• **PROBLEM TO SOLVE**: Quote the following entries word for word, keeping every line and every point list unchanged.

----- EXTRACTED RECORDS -----

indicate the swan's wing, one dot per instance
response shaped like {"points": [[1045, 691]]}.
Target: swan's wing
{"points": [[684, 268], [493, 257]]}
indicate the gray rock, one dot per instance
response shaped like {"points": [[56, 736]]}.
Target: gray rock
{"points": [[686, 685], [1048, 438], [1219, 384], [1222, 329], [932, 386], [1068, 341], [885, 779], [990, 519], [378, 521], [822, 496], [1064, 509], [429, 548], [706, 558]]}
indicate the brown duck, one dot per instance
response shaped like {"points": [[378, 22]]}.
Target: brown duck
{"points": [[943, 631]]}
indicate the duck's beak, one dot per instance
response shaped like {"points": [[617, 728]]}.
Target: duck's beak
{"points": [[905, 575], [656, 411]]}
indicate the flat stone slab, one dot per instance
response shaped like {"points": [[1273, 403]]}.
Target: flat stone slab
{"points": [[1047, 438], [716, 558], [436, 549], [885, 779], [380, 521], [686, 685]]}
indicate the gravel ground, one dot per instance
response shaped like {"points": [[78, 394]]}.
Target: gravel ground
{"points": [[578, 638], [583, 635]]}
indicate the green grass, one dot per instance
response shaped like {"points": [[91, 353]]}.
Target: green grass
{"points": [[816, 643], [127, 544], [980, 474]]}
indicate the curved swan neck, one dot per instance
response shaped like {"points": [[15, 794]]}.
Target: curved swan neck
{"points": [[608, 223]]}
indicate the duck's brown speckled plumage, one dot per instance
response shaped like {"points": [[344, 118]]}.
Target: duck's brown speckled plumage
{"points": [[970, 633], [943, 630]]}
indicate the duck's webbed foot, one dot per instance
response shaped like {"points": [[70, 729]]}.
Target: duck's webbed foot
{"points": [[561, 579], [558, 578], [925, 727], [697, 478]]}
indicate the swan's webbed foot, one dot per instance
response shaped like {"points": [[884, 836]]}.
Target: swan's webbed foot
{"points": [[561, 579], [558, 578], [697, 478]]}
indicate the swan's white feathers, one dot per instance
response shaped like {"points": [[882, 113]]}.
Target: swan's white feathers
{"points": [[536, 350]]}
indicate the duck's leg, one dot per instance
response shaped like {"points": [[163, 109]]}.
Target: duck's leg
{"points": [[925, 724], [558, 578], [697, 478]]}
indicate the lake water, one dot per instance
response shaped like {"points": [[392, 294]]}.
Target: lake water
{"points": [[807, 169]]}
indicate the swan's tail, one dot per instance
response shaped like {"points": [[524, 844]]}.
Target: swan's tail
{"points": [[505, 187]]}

-----

• **RESPONSE**:
indicate the swan's wing, one dot per instance
response shaped like {"points": [[1045, 691]]}.
Target: swan's wing
{"points": [[684, 268], [493, 257]]}
indicate the gray rock, one dot per instance
response shaped like {"points": [[56, 736]]}.
Target: gray rock
{"points": [[686, 685], [1048, 438], [1219, 384], [1222, 329], [932, 386], [1068, 341], [885, 779], [990, 519], [378, 521], [822, 496], [1064, 509], [429, 548], [706, 558]]}
indicate the brown duck, one dot per instance
response shaped like {"points": [[378, 22]]}.
Target: brown duck
{"points": [[943, 631]]}
indicate the duck's beak, one dot per instance
response shaped like {"points": [[617, 728]]}.
Target: duck's beak
{"points": [[905, 575], [656, 411]]}
indicate the flat stone slab, one dot per instance
response shaped like {"points": [[1273, 403]]}.
Target: flat stone slab
{"points": [[1047, 438], [716, 558], [436, 549], [885, 779], [380, 521], [686, 685]]}
indicate the gravel ground, one dot per instance
response shaped like {"points": [[78, 394]]}.
Target: gravel ground
{"points": [[578, 638], [583, 635]]}
indicate the green grass, one dot per instance
response shaped like {"points": [[91, 353]]}.
Target: green grass
{"points": [[816, 643], [127, 544], [980, 474]]}
indicate the curved swan neck, one dot per instance
response shaped like {"points": [[15, 794]]}.
Target: curved swan neck
{"points": [[608, 223]]}
indicate the duck's brown speckled plumage, one dot per instance
response shaped like {"points": [[344, 118]]}.
Target: duck's brown speckled plumage
{"points": [[970, 633], [943, 630]]}
indicate the duck's webbed foot, one dot per instance
response shaped like {"points": [[70, 729]]}.
Target: duck's webbed foot
{"points": [[561, 579], [558, 578], [925, 727], [697, 478]]}
indicate the swan's webbed foot, one dot per instance
response shaped like {"points": [[884, 836]]}.
Target: swan's webbed foot
{"points": [[561, 579], [558, 578], [697, 478]]}
indicate the swan's white feathers, one dot per instance
response shaped like {"points": [[882, 113]]}.
Target: swan's white feathers
{"points": [[536, 350]]}
indicate the duck's leg, one dot per instance
response shaped like {"points": [[163, 109]]}.
Target: duck's leg
{"points": [[925, 724], [558, 578], [697, 478]]}
indicate the lake water, one dot per instance
response shaped like {"points": [[392, 294]]}.
Target: lake water
{"points": [[807, 169]]}
indicate the swan's tail, one dot per instance
response shaped like {"points": [[524, 844]]}.
Target: swan's tail
{"points": [[505, 187]]}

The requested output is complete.